* Begin SELECTION *

Can We Help?: Request a Cash Offer for the Home in Probate
What do I have to look forward to as administrator of an estate?
If you have been named the administrator of your loved one’s estate, you have a serious and potentially daunting responsibility ahead of you. Depending on the size of your family, you may be dealing with multiple heirs, each with his or her own interests and ideas as to how property should be divided. The actual probate process can take months or even years, depending on the size and worth of the estate and the complexity of the legal issues brought into play. If you are fortunate, your loved one owned his or her home outright. If there is a mortgage on the home, however, those payments will have to be made until such time the property is sold or the mortgage is paid in full. Probate and administrative fees will also accumulate over the span of the probate process.
The length of the probate process can be minimized through the timely liquidation of assets, with the most difficult asset to sell usually being the home and other real estate.
My loved one’s home is in terrible shape. How can I sell a house in disrepair?
Sadly, many homes in probate are in fairly poor shape, often because the late homeowner was elderly or ill and unable to maintain it properly. If you choose to sell the house through traditional channels, such as through a Realtor, you will be responsible for making any necessary repairs to the house and making sure that is clean and presentable to potential buyers.
If you choose to work with Fast Home Help and we are able to make a cash offer on the home, we will buy the house “as-is.” You won’t have to worry about the condition of the house or whether it could eventually fall into foreclosure; you’ll simply be able to walk away from it with clean hands and a clear conscience.

* End SELECTION *
* Begin GIVEN ENTRIES *

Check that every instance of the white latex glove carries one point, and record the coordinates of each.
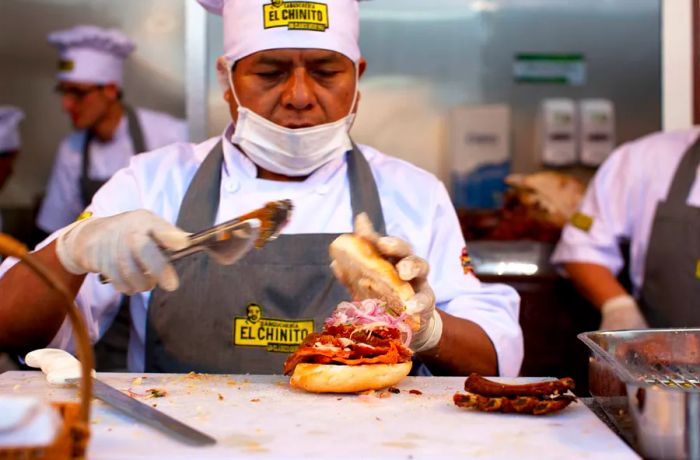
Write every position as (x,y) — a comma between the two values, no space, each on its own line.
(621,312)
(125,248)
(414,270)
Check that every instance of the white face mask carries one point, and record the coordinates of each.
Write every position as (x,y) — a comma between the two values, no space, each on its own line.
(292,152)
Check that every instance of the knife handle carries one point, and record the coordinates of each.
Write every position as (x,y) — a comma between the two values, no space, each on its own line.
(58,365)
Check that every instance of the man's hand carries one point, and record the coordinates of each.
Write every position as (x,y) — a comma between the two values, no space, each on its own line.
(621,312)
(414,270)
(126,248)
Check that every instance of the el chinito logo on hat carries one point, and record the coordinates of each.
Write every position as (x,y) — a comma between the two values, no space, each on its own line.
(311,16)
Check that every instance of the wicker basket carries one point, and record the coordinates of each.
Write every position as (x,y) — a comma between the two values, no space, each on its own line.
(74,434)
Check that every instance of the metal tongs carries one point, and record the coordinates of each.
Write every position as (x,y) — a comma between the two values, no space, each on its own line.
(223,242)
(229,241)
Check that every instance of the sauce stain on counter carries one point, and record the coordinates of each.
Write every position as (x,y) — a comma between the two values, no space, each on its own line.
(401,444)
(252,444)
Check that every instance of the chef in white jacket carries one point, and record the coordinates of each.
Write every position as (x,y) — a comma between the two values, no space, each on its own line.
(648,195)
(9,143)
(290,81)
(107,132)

* End GIVEN ENTRIES *
* Begin GIVEN ENTRIES *

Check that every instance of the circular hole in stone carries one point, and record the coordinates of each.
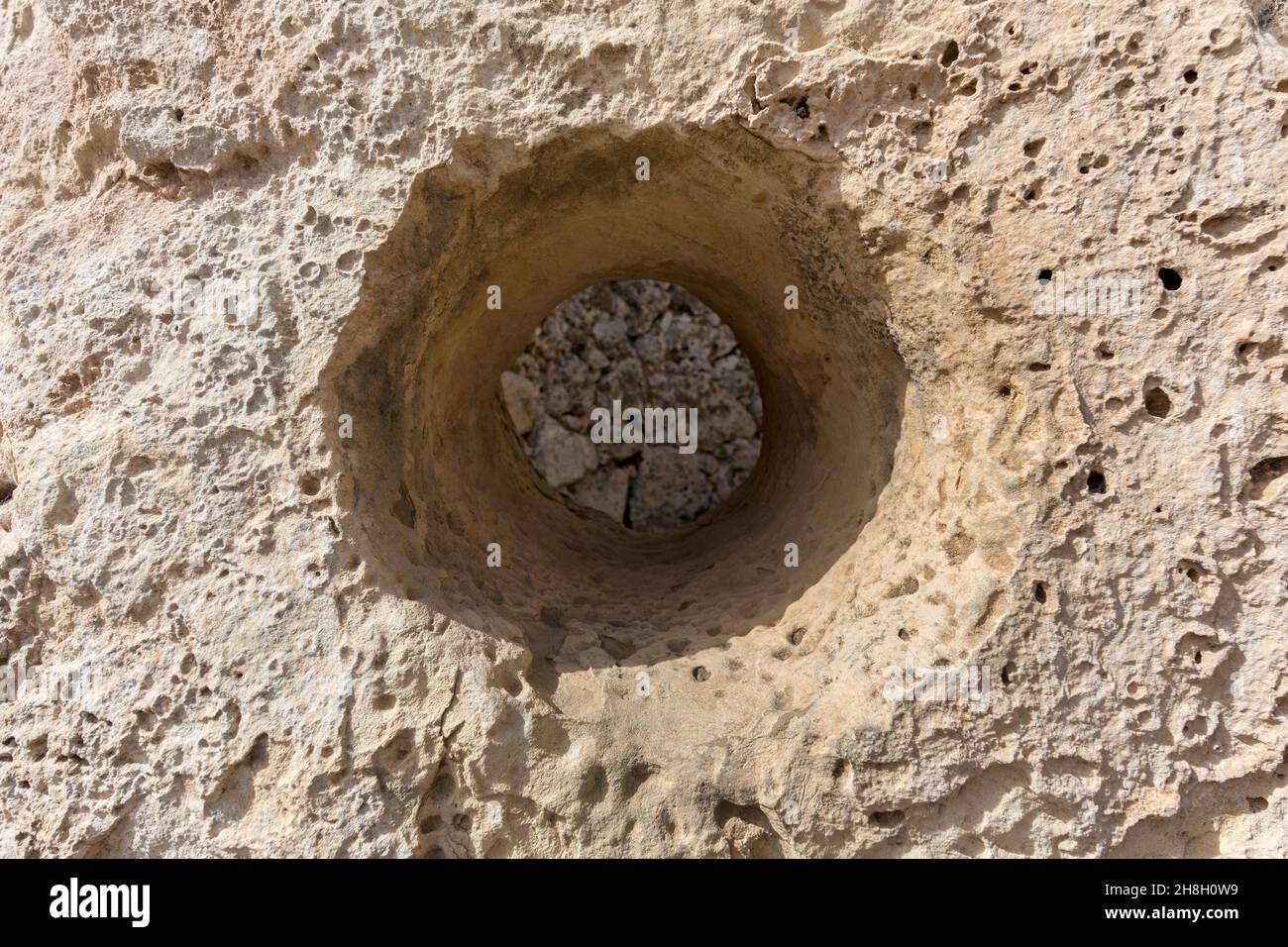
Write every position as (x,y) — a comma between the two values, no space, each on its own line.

* End GIVEN ENTRIES *
* Begin GIVEN ENTRIES *

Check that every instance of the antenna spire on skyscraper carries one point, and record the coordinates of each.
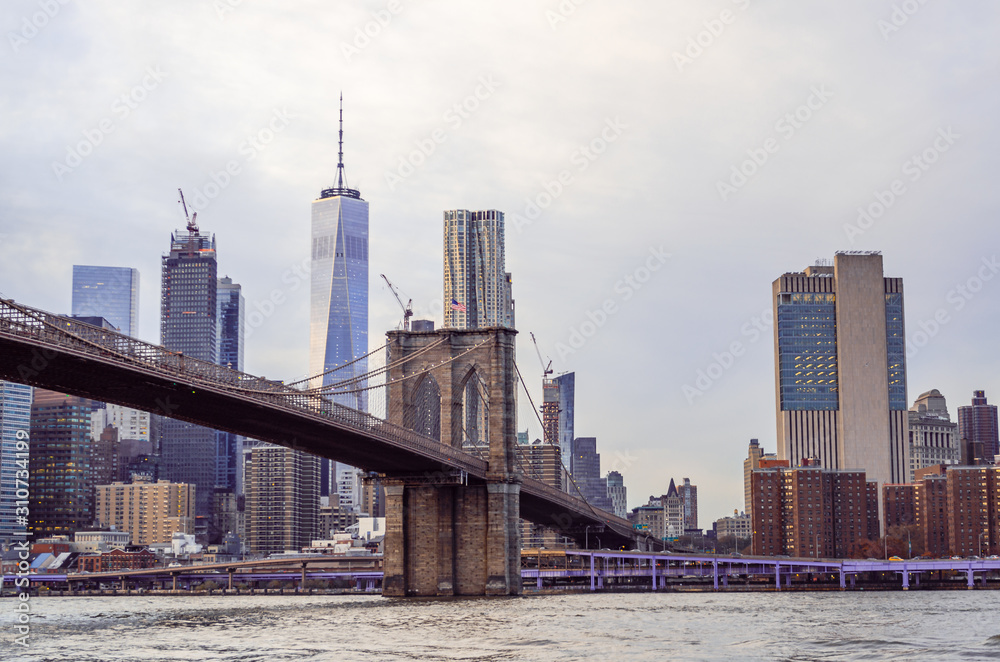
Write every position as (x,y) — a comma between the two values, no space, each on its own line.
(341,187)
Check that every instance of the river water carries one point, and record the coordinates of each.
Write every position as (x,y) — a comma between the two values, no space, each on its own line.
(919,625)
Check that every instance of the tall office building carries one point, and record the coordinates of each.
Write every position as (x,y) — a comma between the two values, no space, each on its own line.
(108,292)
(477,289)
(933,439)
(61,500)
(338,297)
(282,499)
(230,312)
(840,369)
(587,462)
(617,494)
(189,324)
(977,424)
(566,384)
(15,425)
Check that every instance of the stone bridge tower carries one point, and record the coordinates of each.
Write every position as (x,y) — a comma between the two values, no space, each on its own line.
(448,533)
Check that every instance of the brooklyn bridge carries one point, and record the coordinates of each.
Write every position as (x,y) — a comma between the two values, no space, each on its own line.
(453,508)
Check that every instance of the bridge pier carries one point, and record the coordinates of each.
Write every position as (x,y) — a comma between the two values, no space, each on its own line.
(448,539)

* End GIVEN ENTRIES *

# CHALLENGES
[a] List every factor that the probate passage says the duration of the probate process depends on.
[b] Transcribe the probate passage between "If you choose to work" and "a clear conscience.", inclusive.

# FINAL RESULTS
[a]
- The size of the estate
- The worth of the estate
- The complexity of the legal issues brought into play

[b]
If you choose to work with Fast Home Help and we are able to make a cash offer on the home, we will buy the house “as-is.” You won’t have to worry about the condition of the house or whether it could eventually fall into foreclosure; you’ll simply be able to walk away from it with clean hands and a clear conscience.